Print the records exactly as written, and let no picture into the answer.

*** Given entries ***

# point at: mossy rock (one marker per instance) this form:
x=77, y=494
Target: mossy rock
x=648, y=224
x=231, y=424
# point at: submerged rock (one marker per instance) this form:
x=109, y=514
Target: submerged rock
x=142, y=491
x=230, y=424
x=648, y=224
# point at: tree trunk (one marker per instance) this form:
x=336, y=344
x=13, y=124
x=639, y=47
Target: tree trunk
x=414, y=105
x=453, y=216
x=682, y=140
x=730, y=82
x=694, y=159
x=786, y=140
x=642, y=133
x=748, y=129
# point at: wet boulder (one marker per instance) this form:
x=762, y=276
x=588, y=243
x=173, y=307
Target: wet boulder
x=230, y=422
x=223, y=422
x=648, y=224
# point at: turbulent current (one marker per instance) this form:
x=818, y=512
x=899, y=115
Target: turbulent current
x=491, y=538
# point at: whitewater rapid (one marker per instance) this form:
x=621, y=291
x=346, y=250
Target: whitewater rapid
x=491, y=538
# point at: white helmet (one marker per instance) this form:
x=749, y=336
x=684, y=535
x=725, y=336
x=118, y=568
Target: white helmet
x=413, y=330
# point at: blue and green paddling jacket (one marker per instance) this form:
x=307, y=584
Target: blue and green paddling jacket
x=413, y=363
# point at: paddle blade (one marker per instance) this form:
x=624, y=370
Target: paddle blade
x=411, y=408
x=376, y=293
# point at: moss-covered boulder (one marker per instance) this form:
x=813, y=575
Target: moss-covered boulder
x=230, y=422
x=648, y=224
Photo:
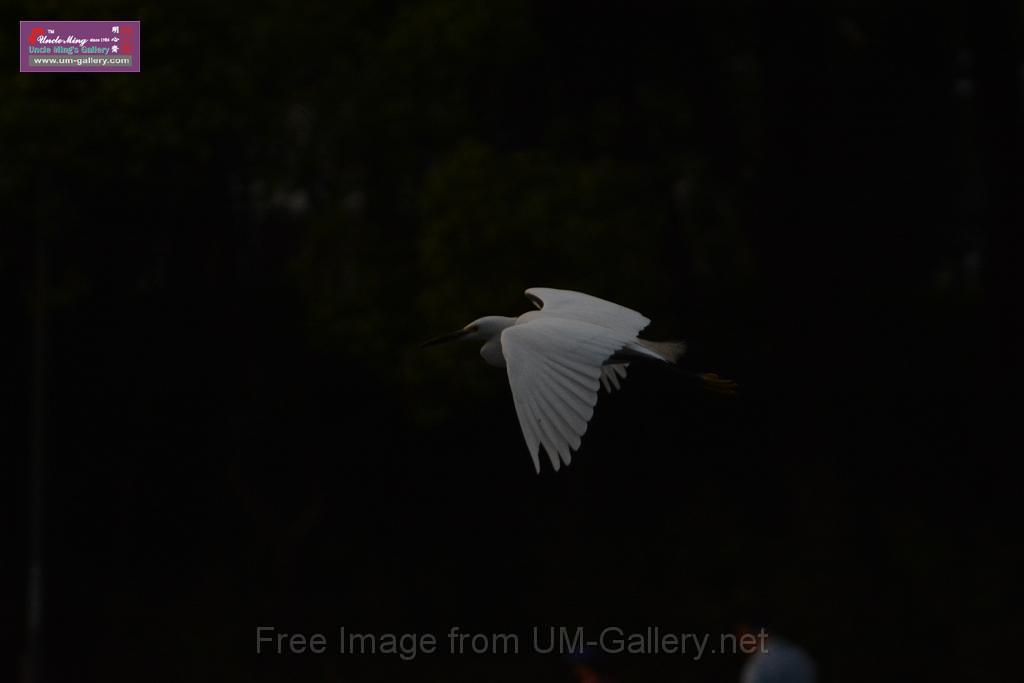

*** End of Given entries ***

• [Problem solution]:
# point at: mossy rock (one marker per instance) this form:
x=77, y=494
Target: mossy rock
x=648, y=224
x=231, y=424
# point at: submerged rock (one marker per instance) this form:
x=109, y=514
Target: submerged rock
x=142, y=491
x=230, y=424
x=648, y=224
# point at: tree trunk (one marker per instance) this form:
x=336, y=344
x=13, y=124
x=639, y=47
Target: tree trunk
x=414, y=105
x=453, y=216
x=682, y=140
x=730, y=82
x=694, y=159
x=786, y=140
x=642, y=133
x=748, y=129
# point at: wet boulder (one marker per instance) this form:
x=762, y=276
x=588, y=243
x=173, y=307
Target: wet boulder
x=230, y=422
x=223, y=422
x=648, y=224
# point at: turbulent current (one marker per instance) this form:
x=818, y=512
x=899, y=115
Target: turbulent current
x=491, y=538
# point at: whitewater rapid (one marker per instance) this form:
x=621, y=291
x=346, y=250
Target: whitewater rapid
x=491, y=538
# point at: white helmet (one marker per instance) this form:
x=749, y=336
x=684, y=535
x=725, y=336
x=118, y=568
Target: white helmet
x=413, y=330
# point at: blue and green paddling jacket (one marker per instance) this form:
x=307, y=584
Target: blue and green paddling jacket
x=413, y=363
# point at: paddle blade (one marker per instance) this form:
x=624, y=370
Target: paddle blade
x=411, y=408
x=376, y=293
# point at: moss-covered boulder (one marker per instance) this form:
x=813, y=575
Target: moss-covered boulder
x=230, y=422
x=648, y=224
Photo:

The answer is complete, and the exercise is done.